## PROBLEM TO SOLVE
When you copy the records, keep every word exact and leave the pictures out.

====== RECORDS PROVIDED ======

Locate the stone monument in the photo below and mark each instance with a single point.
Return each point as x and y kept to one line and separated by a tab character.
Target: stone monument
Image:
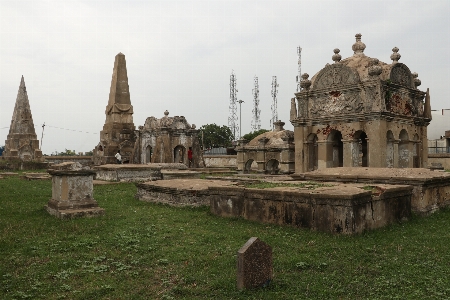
361	112
22	142
254	265
72	192
118	131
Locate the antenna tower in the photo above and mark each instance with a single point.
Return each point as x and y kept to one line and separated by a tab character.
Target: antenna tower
299	76
274	105
256	122
232	118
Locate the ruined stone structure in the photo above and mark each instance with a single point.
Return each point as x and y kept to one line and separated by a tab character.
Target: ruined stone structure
273	151
360	112
22	142
118	131
167	140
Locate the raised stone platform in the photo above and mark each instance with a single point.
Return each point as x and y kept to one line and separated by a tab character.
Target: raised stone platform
128	172
336	207
431	188
178	191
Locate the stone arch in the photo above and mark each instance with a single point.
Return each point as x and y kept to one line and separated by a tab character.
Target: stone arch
416	151
335	75
148	153
272	166
335	149
390	149
403	149
313	152
360	151
179	154
248	166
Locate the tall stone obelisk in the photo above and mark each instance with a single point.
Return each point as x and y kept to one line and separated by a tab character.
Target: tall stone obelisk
22	142
118	131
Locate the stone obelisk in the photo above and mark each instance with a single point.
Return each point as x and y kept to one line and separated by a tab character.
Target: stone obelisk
22	142
118	131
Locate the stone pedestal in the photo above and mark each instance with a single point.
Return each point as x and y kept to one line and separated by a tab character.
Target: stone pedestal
72	192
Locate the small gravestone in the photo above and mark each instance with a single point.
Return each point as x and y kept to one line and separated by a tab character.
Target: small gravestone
254	264
72	192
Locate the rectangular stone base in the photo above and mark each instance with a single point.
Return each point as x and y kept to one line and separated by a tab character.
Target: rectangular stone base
75	213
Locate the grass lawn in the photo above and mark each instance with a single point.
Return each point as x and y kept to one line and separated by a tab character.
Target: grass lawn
142	250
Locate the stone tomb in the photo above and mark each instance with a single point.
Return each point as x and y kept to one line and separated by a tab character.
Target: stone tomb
128	172
431	189
72	192
254	264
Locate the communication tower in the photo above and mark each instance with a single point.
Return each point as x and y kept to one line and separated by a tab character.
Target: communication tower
232	118
299	76
274	107
256	122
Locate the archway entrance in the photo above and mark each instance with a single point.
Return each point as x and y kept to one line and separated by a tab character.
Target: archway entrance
360	139
148	154
403	151
313	152
336	148
272	166
178	154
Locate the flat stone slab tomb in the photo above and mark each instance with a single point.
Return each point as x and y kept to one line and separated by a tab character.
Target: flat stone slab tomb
128	172
431	189
335	207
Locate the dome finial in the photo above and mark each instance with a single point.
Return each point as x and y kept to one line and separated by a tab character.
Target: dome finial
358	47
395	56
336	57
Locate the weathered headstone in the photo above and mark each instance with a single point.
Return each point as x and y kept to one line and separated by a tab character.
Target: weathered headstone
254	264
72	192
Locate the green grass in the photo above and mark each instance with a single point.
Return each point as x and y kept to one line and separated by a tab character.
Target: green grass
141	250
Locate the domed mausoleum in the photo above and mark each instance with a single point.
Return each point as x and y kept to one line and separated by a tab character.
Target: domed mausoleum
360	112
272	152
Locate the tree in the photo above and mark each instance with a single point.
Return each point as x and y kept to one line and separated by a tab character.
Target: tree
216	136
251	135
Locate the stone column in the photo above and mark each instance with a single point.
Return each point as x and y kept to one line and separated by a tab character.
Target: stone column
349	154
395	154
72	192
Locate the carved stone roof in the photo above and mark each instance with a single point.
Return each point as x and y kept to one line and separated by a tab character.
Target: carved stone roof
177	122
359	68
275	138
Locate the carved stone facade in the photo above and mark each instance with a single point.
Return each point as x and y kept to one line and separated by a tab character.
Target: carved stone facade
167	140
22	142
272	151
118	131
360	112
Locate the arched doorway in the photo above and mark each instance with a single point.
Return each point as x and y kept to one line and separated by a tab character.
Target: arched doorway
403	151
148	154
313	152
272	166
248	166
416	151
178	154
360	149
390	149
336	149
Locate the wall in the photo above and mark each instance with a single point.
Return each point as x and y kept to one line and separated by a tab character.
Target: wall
219	161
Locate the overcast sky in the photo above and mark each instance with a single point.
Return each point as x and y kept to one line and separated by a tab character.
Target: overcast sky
180	55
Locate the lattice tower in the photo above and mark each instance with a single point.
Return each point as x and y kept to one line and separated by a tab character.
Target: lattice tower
256	122
299	76
274	106
233	118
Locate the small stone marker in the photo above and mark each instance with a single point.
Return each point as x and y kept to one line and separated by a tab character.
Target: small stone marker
254	264
72	192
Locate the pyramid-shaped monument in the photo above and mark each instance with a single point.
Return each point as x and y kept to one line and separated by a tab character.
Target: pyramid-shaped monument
22	142
118	131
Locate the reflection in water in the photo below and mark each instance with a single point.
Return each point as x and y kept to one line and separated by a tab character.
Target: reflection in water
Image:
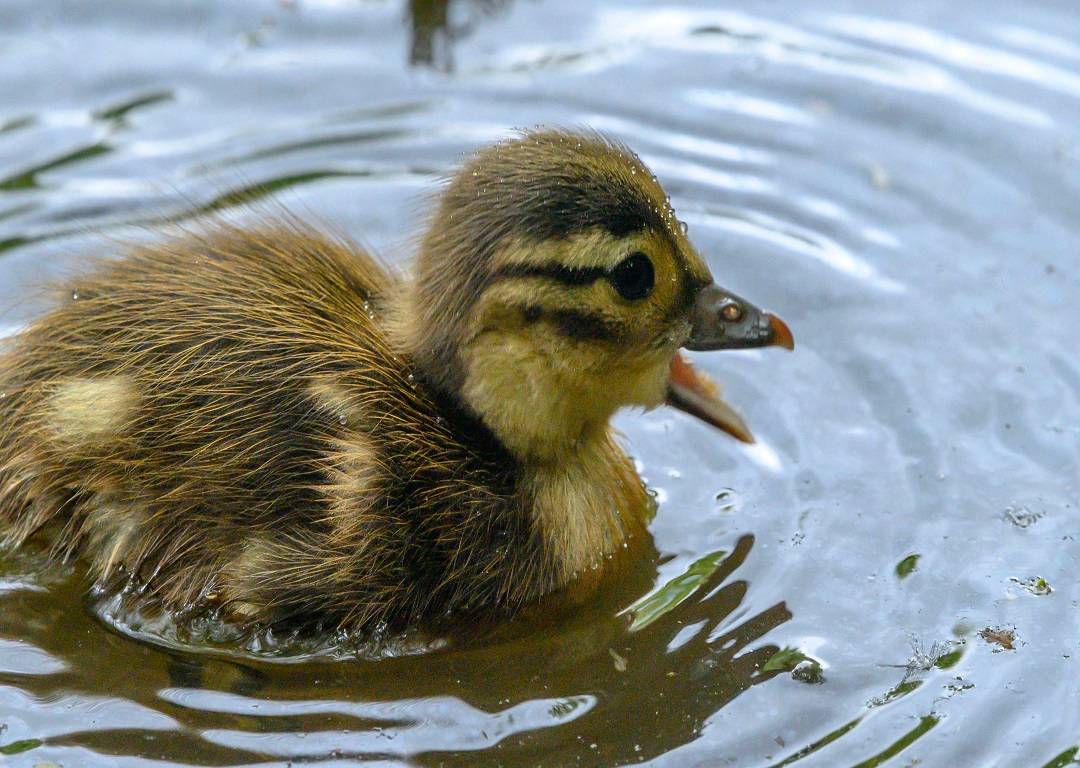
511	687
434	32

======

## EXPECTED ANSWER
Locate the stone monument in the photo below and mark each instance with a single point.
Return each point as x and y kept to one line and separated by a tab character.
Target: stone monument
Image:
361	112
22	142
254	265
72	192
118	131
Locate the antenna tower in the photo above and mark each instance with a single point.
Return each point as x and y kept to one line and separated by a tab character.
Target: antenna tower
299	76
274	105
256	122
232	118
Locate the ruined stone structure in the photo above and mark each instance with a single point.
Return each point as x and y kept to one line and separated by a tab character.
Target: ruined stone structure
273	151
360	112
22	142
118	131
167	140
Locate the raised stone platform in the photo above and mark each instance with a single point.
Return each point as x and y kept to one line and separated by a tab character.
Target: raised stone platform
128	172
336	207
431	188
178	191
Locate the stone arch in the photo above and mark each instance with a single point.
Return each point as x and y kept to one line and separated by a tab character.
Target: stone arch
416	151
335	75
148	153
272	166
335	149
390	149
403	149
313	152
360	151
179	154
248	166
Locate the tall stone obelisk in the photo above and mark each instance with a single point.
Return each point as x and y kept to one line and separated by a tab character.
Target: tall stone obelisk
22	142
118	131
Locate the stone obelisk in the photo above and mark each instance with a single point.
Return each point as x and y kept to one line and separated by a tab character.
Target: stone obelisk
22	142
118	131
Locate the stone pedestal in the photo above and mark each instance with a single point.
Return each point as x and y kept to one line and separated by a tab character.
Target: stone pedestal
72	192
Locate the small gravestone in the photo above and mark each instance with a single point.
Return each point as x and y kept to one line and separated by a tab character.
Target: small gravestone
254	264
72	192
Locate the rectangular stone base in the photo above and mark each instance with a single point.
Return each point as x and y kept to one line and separated by a tab character.
Target: rectangular stone base
75	213
Locate the grass lawn in the photo above and mark each instance with a single point.
Return each point as x and y kept to one line and separated by a tab character.
Target: grass lawn
142	250
Locate the stone tomb in the photo above and mark each instance with a single point.
Return each point as x and y kept to one line and separated by a tab character.
Target: stone tomb
128	172
431	189
72	192
254	264
Locate the communication tower in the photo above and mark each instance with a single point.
Return each point as x and y kept to one line and separated by a tab character.
Target: communication tower
232	118
299	76
274	107
256	122
Locate the archway entrance in the photo above and mark each instance with a single point.
Return each point as x and y kept to one line and separated by a tab character.
Target: archway entrance
360	139
148	154
403	151
313	152
336	148
272	166
178	154
Locate the flat stone slab tomb in the photo above and mark each instance with a single point.
Return each point as x and y kept to one line and separated by a tab character.
Target: flat stone slab tomb
128	172
431	189
335	207
Locate the dome finial in the photo above and mark each instance with a single point.
Return each point as x and y kept to one line and separated by a tab character.
Target: dome finial
358	47
395	56
336	57
Locate the weathered headstone in the photo above and mark each instance with a single point.
Return each point as x and y kept to one line and separated by a tab character.
Target: weathered headstone
254	264
72	192
Locate the green grass in the photo above and mark each instance with a single point.
Return each point as x and y kept to one line and separated by a tab character.
Target: green grass
141	250
Locate the domed mausoleum in the photo above and mark each instance with a single point.
Return each point as x and y kept to one line and separated by a tab character.
Target: domed mausoleum
360	112
272	152
Locate the tree in the photo above and mark each instance with a single point.
Return each point as x and y kept to one line and separated by a tab character.
Target: tree
216	136
251	135
Locate the stone column in the photo above and mark each instance with a single point.
Return each point as x and y kept to one line and separated by a tab character.
Target: stone column
349	154
395	154
72	192
Locate the carved stone roof in the photo above and mark each instance with a single point.
Return each point as x and y kept to one line and separated by a tab character.
Target: carved stone roof
177	122
359	68
275	138
Locate the carved stone facade in the photo above and mark each instance with a single point.
Return each point as x and y kept to one line and separated by a tab character.
Target: carved stone facade
167	140
22	142
272	151
118	131
360	112
Locate the arched doorway in the photo above and mark each instance with a single point.
Return each point as x and y kept to one line and separated by a tab character.
Target: arched doorway
403	151
148	154
313	152
272	166
248	166
416	151
178	154
360	149
390	149
336	149
Locate the wall in the photo above and mark each instance with a single point.
Return each point as x and y kept to one line and separated by a tab character.
Target: wall
219	161
Locate the overcast sky in the photo above and mark each instance with a single point.
Return each point as x and y kept to one line and separated by a tab character.
Target: overcast sky
180	55
Locate the lattice tower in the photo above and mark each instance with a single point.
Return each point as x and y kept to one line and separated by a tab character.
Target: lattice tower
256	122
299	76
274	106
233	118
Locate the small stone marker in the photo above and mark each instance with a single point.
Return each point as x and y kept to one line and separated by a tab character.
Target: small stone marker
254	264
72	192
Locate the pyramid-shaped monument in the photo above and mark each instance with a single point.
Return each point as x and y kept to one line and separated by a tab character.
Target: pyramid-shaped monument
22	142
118	131
Locate the reflection in water in the photo below and mark each instance with a single point.
Return each point as x and y kept to one line and separated by a tab character.
Target: reflection in water
Image:
511	687
434	32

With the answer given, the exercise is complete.